■ Record extracts
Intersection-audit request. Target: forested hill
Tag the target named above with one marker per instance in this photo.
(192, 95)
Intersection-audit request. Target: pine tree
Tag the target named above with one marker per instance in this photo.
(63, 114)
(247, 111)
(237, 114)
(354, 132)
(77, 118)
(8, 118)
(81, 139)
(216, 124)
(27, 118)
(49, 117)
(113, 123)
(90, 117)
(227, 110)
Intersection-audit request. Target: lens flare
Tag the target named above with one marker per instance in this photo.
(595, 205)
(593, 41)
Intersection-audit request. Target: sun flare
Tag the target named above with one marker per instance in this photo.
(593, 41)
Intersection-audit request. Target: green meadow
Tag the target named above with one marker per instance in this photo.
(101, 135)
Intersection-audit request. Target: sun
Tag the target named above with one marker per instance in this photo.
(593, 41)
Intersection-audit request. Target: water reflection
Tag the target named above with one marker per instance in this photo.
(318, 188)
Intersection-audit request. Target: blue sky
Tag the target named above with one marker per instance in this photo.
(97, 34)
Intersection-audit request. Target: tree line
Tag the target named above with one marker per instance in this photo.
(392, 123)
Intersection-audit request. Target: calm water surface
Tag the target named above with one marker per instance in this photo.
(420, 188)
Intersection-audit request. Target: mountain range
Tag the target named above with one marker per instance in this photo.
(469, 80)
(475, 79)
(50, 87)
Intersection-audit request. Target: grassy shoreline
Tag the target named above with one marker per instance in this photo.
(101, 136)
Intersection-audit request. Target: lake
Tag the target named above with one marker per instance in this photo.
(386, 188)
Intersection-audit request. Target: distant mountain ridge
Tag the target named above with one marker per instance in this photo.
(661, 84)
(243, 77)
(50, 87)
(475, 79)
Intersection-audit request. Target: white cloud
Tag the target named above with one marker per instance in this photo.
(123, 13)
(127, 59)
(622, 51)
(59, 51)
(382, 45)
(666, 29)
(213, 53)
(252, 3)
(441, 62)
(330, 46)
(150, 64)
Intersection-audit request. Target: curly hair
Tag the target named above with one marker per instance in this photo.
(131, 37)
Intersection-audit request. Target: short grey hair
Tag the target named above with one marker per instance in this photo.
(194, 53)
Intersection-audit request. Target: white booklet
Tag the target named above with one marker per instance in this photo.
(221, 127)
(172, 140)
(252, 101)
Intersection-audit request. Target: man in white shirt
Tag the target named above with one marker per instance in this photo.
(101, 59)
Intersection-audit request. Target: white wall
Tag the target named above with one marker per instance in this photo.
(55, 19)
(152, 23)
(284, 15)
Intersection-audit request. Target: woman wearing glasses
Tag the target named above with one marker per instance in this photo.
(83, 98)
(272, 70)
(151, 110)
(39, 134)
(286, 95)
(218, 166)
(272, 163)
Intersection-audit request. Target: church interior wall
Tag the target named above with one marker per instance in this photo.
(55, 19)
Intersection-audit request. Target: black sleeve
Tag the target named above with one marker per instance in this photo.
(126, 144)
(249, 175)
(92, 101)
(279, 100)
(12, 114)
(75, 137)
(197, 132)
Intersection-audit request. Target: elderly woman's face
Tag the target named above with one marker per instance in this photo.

■ Exercise objective
Give the complete listing a second time, exactly as it reads.

■ Exercise result
Intersection-audit request. Target: forested hill
Tag the target named above with one marker per instance in this photo.
(192, 95)
Intersection-audit request. Target: pine tree
Tag the target named above with one marker per instance in this photo.
(63, 114)
(247, 111)
(237, 114)
(354, 132)
(77, 118)
(8, 118)
(81, 139)
(216, 124)
(27, 118)
(49, 117)
(113, 123)
(90, 117)
(227, 110)
Intersection-audit request. Target: lens flare
Tag the target named above with one marker per instance in this photo.
(595, 205)
(593, 41)
Intersection-audit request. Target: sun flare
Tag the target named above with one marker per instance in this photo.
(593, 41)
Intersection-audit request. Target: green meadow
Tag the target named above with one marker per instance in this photo.
(101, 135)
Intersection-audit request. Target: sun
Tag the target named above with one marker per instance in this photo.
(593, 41)
Intersection-audit request. Target: water reflection
Tag the target named above with one marker per instance in this photo.
(318, 188)
Intersection-audit request. Target: blue sky
Tag the target named above with one marker per instance in this photo.
(97, 34)
Intersection-audit request. Target: tree line
Tag the target named above with one marker per instance in this photo.
(392, 123)
Intersection-audit request. Target: calm water surface
Tag the target named above with one marker per instance in this photo.
(420, 188)
Intersection-audit request. Target: mountain range
Tag the target named above with one marker per instance in this photo.
(469, 80)
(475, 79)
(50, 87)
Intersection-audit request. Target: grassy shoreline
Tag the target named above with one marker per instance in this photo.
(101, 136)
Intersection-audit request. Target: lake
Tag the target named above with one marker per instance in this photo.
(386, 188)
Intersection-audit request. Target: distant mountain ridge
Tag the target named above with one marker per instance in this photo.
(661, 84)
(243, 77)
(50, 87)
(475, 79)
Intersection-audit request. Target: white cloud
Tag the target named above with one marker per instance in this photo.
(123, 13)
(127, 59)
(622, 51)
(59, 51)
(382, 45)
(666, 29)
(213, 53)
(252, 3)
(441, 62)
(330, 46)
(150, 64)
Intersection-audit request. Target: curly hair
Tag the target named above with one marker per instance in this photo.
(131, 37)
Intersection-audit request. Target: short grey hair
Tag the target named above with one marker per instance in this photo.
(194, 53)
Intersection-audit request. Target: white booklet
Tag the target named above with one marker per instance in this photo.
(221, 127)
(172, 140)
(252, 101)
Intersection-audit request. Target: man in white shirt
Tag the target named above with one marker per instance in this photo.
(101, 59)
Intersection-audit request. Target: white wall
Tag the target named above with one marker per instance in this photo.
(55, 19)
(152, 23)
(284, 15)
Intersection-audit request. Target: woman wearing glasses
Tag the target named above with one marker per instance in this photo.
(83, 98)
(272, 70)
(151, 110)
(39, 134)
(286, 95)
(218, 166)
(272, 163)
Intersection-audit request. Target: church interior wall
Tag the target named above with one marker per instance in this photo.
(55, 19)
Intersection-audit request. Target: black sleeve
Tag the target named above with one marker per instance in this photo.
(126, 144)
(249, 175)
(92, 101)
(279, 100)
(12, 114)
(75, 137)
(197, 132)
Intersection-audit request. Target: elderly woman's face
Tag the target named above with one marker per instance in this photo.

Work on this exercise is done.